Source data:
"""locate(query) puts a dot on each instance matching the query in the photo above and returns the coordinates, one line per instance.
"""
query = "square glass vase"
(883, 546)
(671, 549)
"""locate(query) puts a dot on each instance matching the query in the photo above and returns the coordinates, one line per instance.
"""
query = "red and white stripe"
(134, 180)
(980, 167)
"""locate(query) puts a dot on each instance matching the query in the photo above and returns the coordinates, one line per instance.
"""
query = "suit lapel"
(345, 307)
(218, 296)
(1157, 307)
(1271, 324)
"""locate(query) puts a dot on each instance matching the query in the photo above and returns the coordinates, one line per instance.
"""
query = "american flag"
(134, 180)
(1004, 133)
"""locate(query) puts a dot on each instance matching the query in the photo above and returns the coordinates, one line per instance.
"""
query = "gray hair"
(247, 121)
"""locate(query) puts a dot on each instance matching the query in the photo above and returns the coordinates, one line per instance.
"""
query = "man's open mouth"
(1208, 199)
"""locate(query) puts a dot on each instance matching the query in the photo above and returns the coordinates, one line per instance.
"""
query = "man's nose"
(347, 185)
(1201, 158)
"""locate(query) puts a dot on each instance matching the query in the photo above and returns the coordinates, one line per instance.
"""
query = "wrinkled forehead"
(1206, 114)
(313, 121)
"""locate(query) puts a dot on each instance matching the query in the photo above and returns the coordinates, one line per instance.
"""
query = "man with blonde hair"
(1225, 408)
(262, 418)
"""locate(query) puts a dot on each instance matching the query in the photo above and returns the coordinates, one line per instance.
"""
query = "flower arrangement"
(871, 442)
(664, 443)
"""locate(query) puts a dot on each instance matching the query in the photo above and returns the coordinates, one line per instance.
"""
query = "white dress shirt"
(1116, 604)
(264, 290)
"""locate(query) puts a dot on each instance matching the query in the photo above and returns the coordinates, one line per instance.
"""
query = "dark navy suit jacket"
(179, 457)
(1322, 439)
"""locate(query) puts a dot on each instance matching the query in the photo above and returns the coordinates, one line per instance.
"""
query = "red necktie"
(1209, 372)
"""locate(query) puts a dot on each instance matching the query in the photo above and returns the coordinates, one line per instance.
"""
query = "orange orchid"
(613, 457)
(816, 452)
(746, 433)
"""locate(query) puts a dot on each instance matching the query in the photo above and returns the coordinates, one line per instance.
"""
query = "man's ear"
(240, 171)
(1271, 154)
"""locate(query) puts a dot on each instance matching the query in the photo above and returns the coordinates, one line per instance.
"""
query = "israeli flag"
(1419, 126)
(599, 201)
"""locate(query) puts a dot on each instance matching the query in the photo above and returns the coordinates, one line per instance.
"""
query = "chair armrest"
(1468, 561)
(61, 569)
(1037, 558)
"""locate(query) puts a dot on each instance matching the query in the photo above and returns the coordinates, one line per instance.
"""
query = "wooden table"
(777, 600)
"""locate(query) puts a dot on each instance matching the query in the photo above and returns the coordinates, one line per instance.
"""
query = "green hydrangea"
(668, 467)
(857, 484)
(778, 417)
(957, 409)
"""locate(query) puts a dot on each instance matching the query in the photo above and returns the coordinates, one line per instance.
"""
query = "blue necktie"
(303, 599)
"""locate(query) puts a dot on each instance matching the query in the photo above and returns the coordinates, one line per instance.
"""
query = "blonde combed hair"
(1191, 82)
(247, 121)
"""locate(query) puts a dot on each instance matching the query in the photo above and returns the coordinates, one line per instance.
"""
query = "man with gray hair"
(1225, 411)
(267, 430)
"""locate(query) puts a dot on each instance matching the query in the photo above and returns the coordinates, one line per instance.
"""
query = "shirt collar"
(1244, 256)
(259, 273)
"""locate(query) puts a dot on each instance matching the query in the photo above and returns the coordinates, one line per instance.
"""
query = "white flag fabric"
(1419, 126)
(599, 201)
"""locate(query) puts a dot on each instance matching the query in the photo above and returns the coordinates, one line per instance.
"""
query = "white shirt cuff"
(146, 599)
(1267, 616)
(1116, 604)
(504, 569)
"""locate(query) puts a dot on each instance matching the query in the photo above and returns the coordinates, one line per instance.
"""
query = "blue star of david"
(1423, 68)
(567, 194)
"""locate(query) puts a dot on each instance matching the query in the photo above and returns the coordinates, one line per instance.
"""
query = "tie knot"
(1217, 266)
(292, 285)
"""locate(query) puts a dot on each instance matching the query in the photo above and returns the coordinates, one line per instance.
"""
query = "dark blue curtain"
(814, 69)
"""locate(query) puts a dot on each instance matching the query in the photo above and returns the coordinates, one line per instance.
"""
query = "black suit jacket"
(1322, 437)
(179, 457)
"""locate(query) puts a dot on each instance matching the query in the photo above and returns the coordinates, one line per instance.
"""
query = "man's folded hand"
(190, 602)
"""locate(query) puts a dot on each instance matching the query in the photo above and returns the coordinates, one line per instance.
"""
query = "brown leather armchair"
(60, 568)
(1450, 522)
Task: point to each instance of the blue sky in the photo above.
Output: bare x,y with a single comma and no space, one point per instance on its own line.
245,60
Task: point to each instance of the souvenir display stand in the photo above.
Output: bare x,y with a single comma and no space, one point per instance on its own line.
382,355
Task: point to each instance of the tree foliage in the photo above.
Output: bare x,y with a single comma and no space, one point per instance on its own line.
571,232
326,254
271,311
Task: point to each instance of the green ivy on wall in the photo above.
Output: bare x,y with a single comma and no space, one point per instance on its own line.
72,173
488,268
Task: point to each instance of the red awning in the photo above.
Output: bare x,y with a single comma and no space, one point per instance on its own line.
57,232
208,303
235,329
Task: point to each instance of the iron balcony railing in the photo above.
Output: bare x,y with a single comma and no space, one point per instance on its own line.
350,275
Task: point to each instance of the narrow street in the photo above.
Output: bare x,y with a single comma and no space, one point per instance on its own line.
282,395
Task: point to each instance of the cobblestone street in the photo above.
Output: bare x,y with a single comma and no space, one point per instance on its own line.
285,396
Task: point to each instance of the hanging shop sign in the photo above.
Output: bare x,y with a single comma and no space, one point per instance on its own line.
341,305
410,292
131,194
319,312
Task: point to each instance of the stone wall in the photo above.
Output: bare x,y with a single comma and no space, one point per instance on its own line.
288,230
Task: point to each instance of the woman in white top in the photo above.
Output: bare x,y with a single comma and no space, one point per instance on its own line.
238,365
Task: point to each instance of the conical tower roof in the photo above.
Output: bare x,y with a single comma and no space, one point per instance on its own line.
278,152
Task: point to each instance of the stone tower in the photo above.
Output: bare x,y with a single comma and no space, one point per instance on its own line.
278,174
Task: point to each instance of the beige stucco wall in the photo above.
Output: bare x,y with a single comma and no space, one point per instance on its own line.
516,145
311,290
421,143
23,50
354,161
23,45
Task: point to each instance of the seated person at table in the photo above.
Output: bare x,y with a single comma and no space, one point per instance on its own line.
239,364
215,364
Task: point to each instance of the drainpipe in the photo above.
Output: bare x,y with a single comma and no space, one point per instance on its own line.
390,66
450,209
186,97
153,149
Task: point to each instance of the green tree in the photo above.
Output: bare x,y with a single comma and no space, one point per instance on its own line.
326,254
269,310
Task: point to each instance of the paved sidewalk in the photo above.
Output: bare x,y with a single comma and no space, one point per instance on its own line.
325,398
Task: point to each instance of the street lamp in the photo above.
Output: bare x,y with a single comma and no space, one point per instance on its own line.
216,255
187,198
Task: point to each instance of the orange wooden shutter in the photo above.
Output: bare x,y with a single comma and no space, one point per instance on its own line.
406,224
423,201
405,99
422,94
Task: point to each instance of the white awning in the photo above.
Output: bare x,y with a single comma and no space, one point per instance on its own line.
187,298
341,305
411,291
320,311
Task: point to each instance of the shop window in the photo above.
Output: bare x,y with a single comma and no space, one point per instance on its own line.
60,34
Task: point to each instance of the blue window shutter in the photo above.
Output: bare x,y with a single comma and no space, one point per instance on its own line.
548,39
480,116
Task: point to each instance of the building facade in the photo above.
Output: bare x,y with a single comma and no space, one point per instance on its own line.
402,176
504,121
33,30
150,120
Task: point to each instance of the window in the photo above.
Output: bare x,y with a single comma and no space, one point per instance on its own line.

WHAT YOU SHOULD DO ▸ After locating the line holding "Task: point to each instance of the conical" above, output exactly that line and every line after it through the line holding "Task: point to each instance of the paved". Include nothing else.

TASK RESPONSE ▸
Task: point to each instance of the conical tower roof in the photo above.
Output: bare x,y with a single comma and no space, one point per instance on its own line.
278,152
Task: point to each instance of the stone tower in the photo above.
Output: bare x,y with a single comma and no space, one point per instance on its own line.
278,174
Task: point to each instance of the beige stucco wall in the photo above.
Output: bare x,y with a single comma and no space, one point per instance on its own line.
516,145
311,290
421,143
23,50
354,161
23,45
Task: point to each instance of the seated person at table in the photo above.
Output: bare x,y with a single comma and no space, one point per instance on its own line.
239,364
215,364
Task: point to each instance of the drainpipe in the photo above.
Output: bare x,y with a single comma and no space, one point per instance on its own line.
390,66
450,209
186,97
153,149
Task: point to each instance of the green tree in the photo above.
Output: bare x,y with a single comma and no space, one point per instance on its own line.
326,254
269,310
Task: point to each instance of the paved sidewalk in the photo above.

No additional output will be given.